Stated exercise: Starting at the line below that contains "Indicate the black", print each line through the end of the records exactly as it appears.

Entries shown:
- - - - -

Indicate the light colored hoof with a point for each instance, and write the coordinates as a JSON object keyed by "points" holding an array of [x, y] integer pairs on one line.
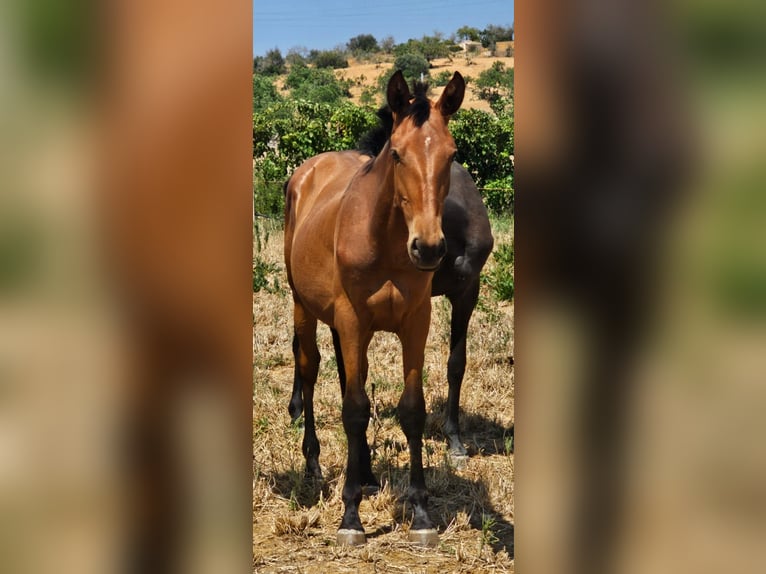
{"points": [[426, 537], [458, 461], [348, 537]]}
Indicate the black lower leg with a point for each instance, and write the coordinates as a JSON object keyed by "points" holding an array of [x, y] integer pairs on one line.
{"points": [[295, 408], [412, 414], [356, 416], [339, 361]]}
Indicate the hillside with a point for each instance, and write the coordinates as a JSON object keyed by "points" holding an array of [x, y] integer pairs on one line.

- - - - -

Answer below:
Indicate the black lower leg with a point for each instance, and write the coordinates as a JSON object keyed by "points" holding an array of [x, y] integer pairs on one line.
{"points": [[295, 408], [412, 414], [356, 416], [339, 361]]}
Indicate the hillside with a point for each instance, and write the coordinates as a JSON object keyed by "points" holding an array of [x, y] integer pairs on one line.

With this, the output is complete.